TEXT FOR ANALYSIS:

####

Diaspora Lanka Report : 28 September to 31 December 2013 – Part 2

1. Helping out


David and family in front of their home

1.1 Heart operation

Frank and Stella Chen from Taiwan contributed AU$1,000 towards an urgent appeal for surgery for Mr David Arulappu, a deep sea diver and father of three school-going children living in Mannar. David is well known to Diaspora Lanka. An ECG confirmed serious heart problems. An angiogram revealed two blocked arteries:- one was 99% blocked and the other – 75%. Due to the severity of David’s condition, he was advised to have surgery in the private hospital system because the public waiting lists were long with no guarantee of an operation soon. As David is unable to work, he and his family have been surviving on the donations of church members. Many have donated towards his operation but local sources of funds are now exhausted, hence the appeal he made to us for the remaining AU$1,380.

Nishanthan with the latest film award certificates

Nishanthan being honoured by Mannar Bishop

Nishanthan being honoured by Mannar Bishop

1.2 Video camera

Diaspora Lanka (DL) sponsored Nishanthan so he could buy a professional quality video camera in order to make films about pressing social issues. Nishanthan is the Director of Nitharshan Movies and recent winner of multiple awards for his latest short film. He uses film to raise awareness, influence attitudes and change behaviours in the hope of creating a better Mannar society. As Mannar transitions from war to peace, freedom brings many challenges. There has been an increase in alcoholism, teenage pregnancies, domestic violence and child abuse. An effective way to raise awareness on these issues is through short film. When people see their life situations portrayed on the screen, it grabs their attention, creating an opening for personal as well as district-wide transformation. Nishanthan’s latest film about child abuse is presently being edited.

Australian Government ‘stop the boats’ publicity

“Without a visa do not come to Australia”

“Without a visa do not come to Australia”












1.3 Asylum seeker support

An intensive pamphlet and media campaign by the Australian Government was waged in fishing villages across Sri Lanka, warning potential asylum seekers not to come by boat. The recent strong deterrents have reduced maritime arrivals to Australia, discouraging “economic refugees”. However the real losers are the genuine asylum seekers who are now stuck in places like Indonesia, not being able to move forward or backwards. The ‘middle men’ have abandoned them; they have no money for food or accommodation; they don’t speak the language; they’re not entitled to work; and they need to dodge police to avoid arrest and detention. Registration with the United Nations High Commission for Refugees (UNHCR) takes between three to five years so until then, there is no financial relief available to them. Diaspora Lanka has been supporting small groups of young asylum seekers from Mannar during this difficult period. We support them not out of any political affiliations but because they are fellow human beings in distress.


Activities summary from last visit to Sri Lanka
• Continued financial support for basic food, accommodation and medicinal requirements for asylum seekers in Indonesia.
• Regular contact via mobile, skype and Facebook to offer support and advice.
• Have successfully assisted some to return to Sri Lanka.

Next steps
• Investigate options for those who feel they cannot return to Sri Lanka.

####

SOURCE DATA:
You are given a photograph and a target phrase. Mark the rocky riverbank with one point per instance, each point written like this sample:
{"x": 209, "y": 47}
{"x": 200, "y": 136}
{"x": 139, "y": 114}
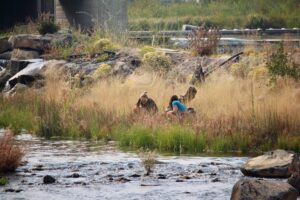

####

WHAT TO WORK ON:
Decide whether each statement agrees with the Diaspora Lanka report, answering yes or no and quoting the words of the report that settle it.
1. Frank and Stella Chen gave AU$1,000 toward David Arulappu's surgery.
2. Nishanthan's latest film about child abuse has already been released.
3. Registration with the UNHCR takes one to two years.
Answer from the Diaspora Lanka report alone.

ANSWER BOX:
1. Yes: "Frank and Stella Chen from Taiwan contributed AU$1,000 towards an urgent appeal for surgery for Mr David Arulappu"
2. No: "Nishanthan’s latest film about child abuse is presently being edited."
3. No: "Registration with the United Nations High Commission for Refugees (UNHCR) takes between three to five years"